§ WHAT THIS TASK INVOLVES: Since only the written part is wanted, repeat the records exactly and omit the pictures.

§ PROVIDED ENTRIES:
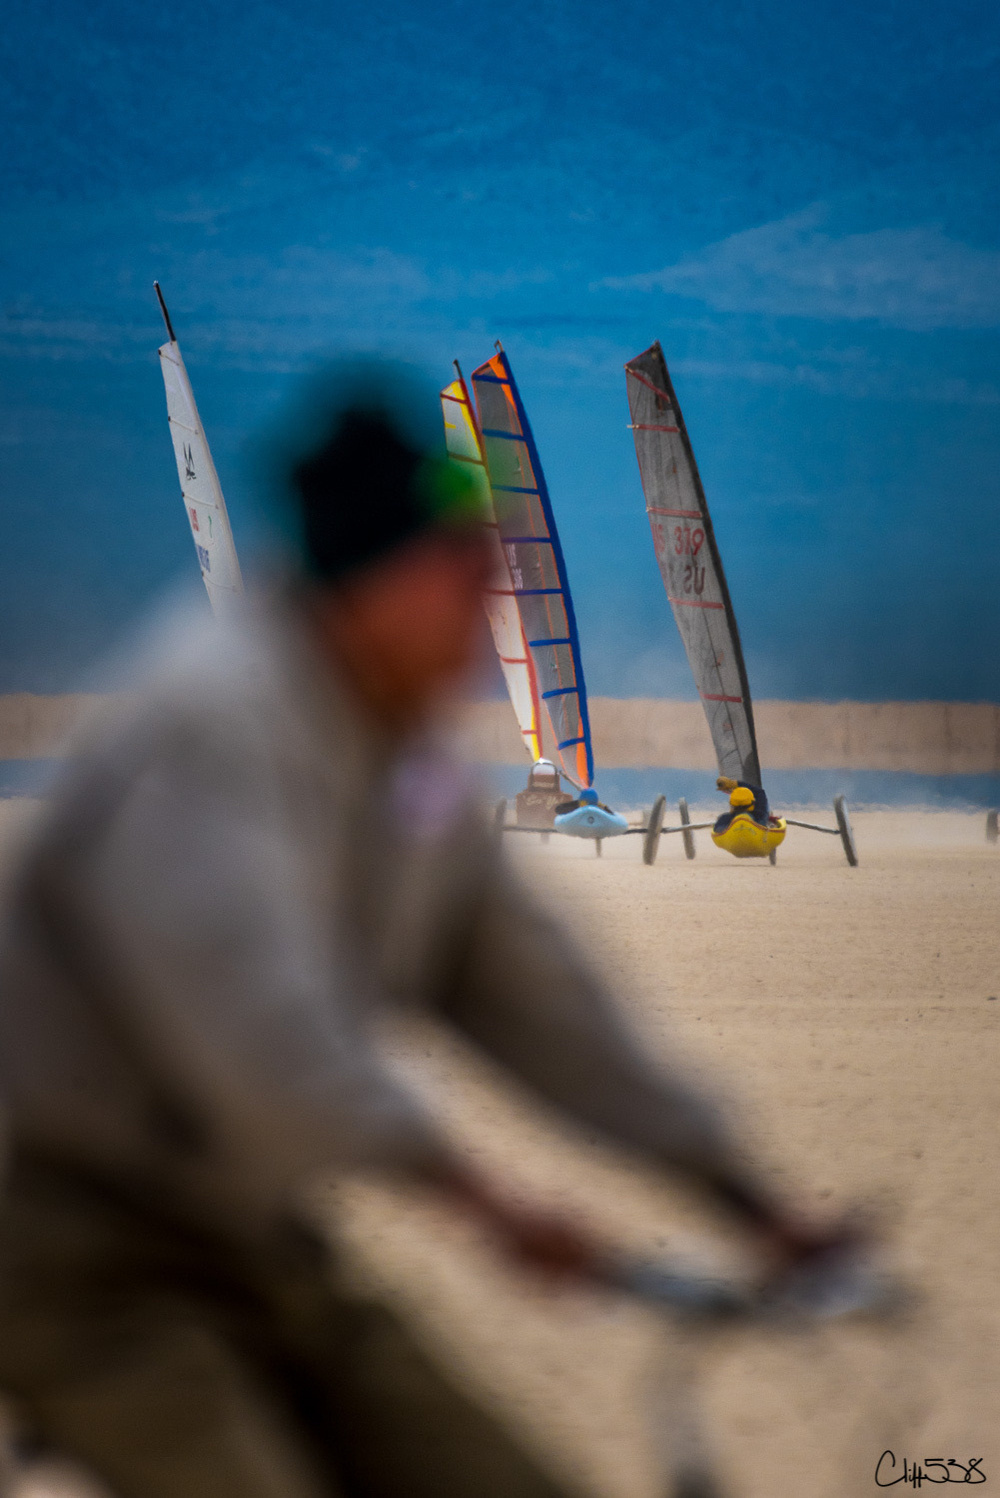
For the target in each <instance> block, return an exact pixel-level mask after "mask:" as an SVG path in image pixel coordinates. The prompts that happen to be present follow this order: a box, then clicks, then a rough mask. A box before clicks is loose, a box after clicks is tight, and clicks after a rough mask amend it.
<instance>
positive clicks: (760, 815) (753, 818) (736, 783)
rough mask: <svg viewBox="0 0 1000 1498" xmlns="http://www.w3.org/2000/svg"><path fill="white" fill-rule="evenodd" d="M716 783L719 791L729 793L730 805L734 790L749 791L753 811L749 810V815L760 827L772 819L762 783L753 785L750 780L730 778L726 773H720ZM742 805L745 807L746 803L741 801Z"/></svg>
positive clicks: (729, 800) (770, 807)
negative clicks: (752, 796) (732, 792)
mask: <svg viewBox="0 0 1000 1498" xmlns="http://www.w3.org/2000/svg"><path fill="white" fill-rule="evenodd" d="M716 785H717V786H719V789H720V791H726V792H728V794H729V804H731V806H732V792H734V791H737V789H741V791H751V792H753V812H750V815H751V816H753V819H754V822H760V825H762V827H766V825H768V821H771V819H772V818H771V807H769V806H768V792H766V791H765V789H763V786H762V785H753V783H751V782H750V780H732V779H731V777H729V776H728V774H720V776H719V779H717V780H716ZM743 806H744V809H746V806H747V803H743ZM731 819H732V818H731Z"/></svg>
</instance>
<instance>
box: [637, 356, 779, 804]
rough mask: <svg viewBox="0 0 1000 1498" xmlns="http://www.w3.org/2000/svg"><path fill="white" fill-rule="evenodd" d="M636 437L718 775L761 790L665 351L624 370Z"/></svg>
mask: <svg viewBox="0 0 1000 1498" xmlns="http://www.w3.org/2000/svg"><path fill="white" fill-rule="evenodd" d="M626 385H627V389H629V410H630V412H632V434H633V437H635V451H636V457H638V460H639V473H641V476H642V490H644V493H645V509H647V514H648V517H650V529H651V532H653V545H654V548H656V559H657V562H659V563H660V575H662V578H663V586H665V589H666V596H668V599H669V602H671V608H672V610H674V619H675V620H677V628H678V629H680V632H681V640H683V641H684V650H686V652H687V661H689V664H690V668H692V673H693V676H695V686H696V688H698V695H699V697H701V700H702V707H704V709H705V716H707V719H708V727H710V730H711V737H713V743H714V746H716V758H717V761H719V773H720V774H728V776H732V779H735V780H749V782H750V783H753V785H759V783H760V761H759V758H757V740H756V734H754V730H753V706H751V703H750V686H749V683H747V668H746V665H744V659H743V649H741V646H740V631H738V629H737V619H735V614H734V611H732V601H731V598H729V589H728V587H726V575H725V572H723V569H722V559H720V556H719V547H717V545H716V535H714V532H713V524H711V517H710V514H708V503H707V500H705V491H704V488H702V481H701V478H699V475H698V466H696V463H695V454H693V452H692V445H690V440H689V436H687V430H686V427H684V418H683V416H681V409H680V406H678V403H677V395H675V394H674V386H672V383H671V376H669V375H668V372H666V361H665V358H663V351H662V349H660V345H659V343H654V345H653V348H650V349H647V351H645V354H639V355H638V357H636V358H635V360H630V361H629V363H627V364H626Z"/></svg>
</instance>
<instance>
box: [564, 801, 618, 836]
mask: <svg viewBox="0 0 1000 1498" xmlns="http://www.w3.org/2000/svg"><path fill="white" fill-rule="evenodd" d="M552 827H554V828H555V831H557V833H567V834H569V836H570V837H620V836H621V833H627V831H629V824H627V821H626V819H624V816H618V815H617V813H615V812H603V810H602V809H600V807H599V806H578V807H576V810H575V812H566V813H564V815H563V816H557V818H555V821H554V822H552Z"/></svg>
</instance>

§ REPLY:
For the target in each <instance> block, return an exact pixel-level mask after "mask:" as an SVG path in image pixel coordinates. The prompts that happen to be present follow this order: a box, then clicks, then a rough mask. A box before clicks is loose, a box after clicks is tight, and clicks after a rough mask amend it.
<instance>
positive clicks: (760, 815) (753, 818) (736, 783)
rough mask: <svg viewBox="0 0 1000 1498" xmlns="http://www.w3.org/2000/svg"><path fill="white" fill-rule="evenodd" d="M716 783L719 791L729 793L730 805L734 790L749 791L753 811L749 810V815L760 827L772 819L762 783L753 785L750 780L730 778L726 773H720ZM742 805L745 807L746 803L741 801Z"/></svg>
positive clicks: (729, 800) (770, 807)
negative clicks: (752, 796) (732, 792)
mask: <svg viewBox="0 0 1000 1498" xmlns="http://www.w3.org/2000/svg"><path fill="white" fill-rule="evenodd" d="M716 785H717V786H719V789H720V791H726V792H728V794H729V804H731V806H732V792H734V791H737V789H741V791H751V792H753V812H750V815H751V816H753V819H754V822H760V825H762V827H766V825H768V821H771V819H772V818H771V807H769V806H768V792H766V791H765V789H763V786H762V785H753V783H751V782H750V780H732V779H731V777H729V776H728V774H720V776H719V779H717V780H716ZM743 806H744V809H746V806H747V803H743ZM731 819H732V818H731Z"/></svg>
</instance>
<instance>
box: [637, 356, 779, 804]
rough mask: <svg viewBox="0 0 1000 1498" xmlns="http://www.w3.org/2000/svg"><path fill="white" fill-rule="evenodd" d="M636 437L718 775L761 790L665 351L624 370Z"/></svg>
mask: <svg viewBox="0 0 1000 1498" xmlns="http://www.w3.org/2000/svg"><path fill="white" fill-rule="evenodd" d="M626 385H627V389H629V410H630V412H632V434H633V437H635V451H636V457H638V460H639V473H641V476H642V490H644V493H645V509H647V514H648V517H650V529H651V532H653V545H654V548H656V559H657V562H659V563H660V575H662V578H663V586H665V589H666V596H668V599H669V602H671V608H672V610H674V619H675V620H677V628H678V629H680V632H681V640H683V641H684V650H686V652H687V661H689V664H690V668H692V673H693V676H695V686H696V688H698V695H699V697H701V700H702V707H704V709H705V716H707V719H708V727H710V730H711V737H713V743H714V746H716V758H717V761H719V773H720V774H728V776H732V779H735V780H749V782H750V783H753V785H759V783H760V761H759V758H757V740H756V734H754V730H753V706H751V703H750V686H749V683H747V668H746V665H744V659H743V649H741V646H740V631H738V629H737V619H735V614H734V611H732V601H731V598H729V589H728V587H726V575H725V572H723V569H722V559H720V556H719V547H717V545H716V535H714V532H713V524H711V517H710V514H708V503H707V500H705V491H704V488H702V481H701V478H699V475H698V466H696V463H695V454H693V452H692V445H690V440H689V436H687V430H686V427H684V418H683V416H681V409H680V406H678V403H677V395H675V394H674V386H672V383H671V376H669V375H668V372H666V361H665V358H663V351H662V349H660V345H659V343H654V345H653V348H650V349H647V351H645V354H639V355H638V357H636V358H635V360H630V361H629V363H627V364H626Z"/></svg>
</instance>
<instance>
box: [564, 801, 618, 836]
mask: <svg viewBox="0 0 1000 1498" xmlns="http://www.w3.org/2000/svg"><path fill="white" fill-rule="evenodd" d="M552 827H554V828H555V831H557V833H567V834H569V836H570V837H620V836H621V833H627V831H629V824H627V821H626V819H624V816H618V815H617V813H615V812H603V810H602V809H600V807H599V806H578V807H576V810H575V812H566V813H564V815H563V816H557V818H555V821H554V822H552Z"/></svg>
</instance>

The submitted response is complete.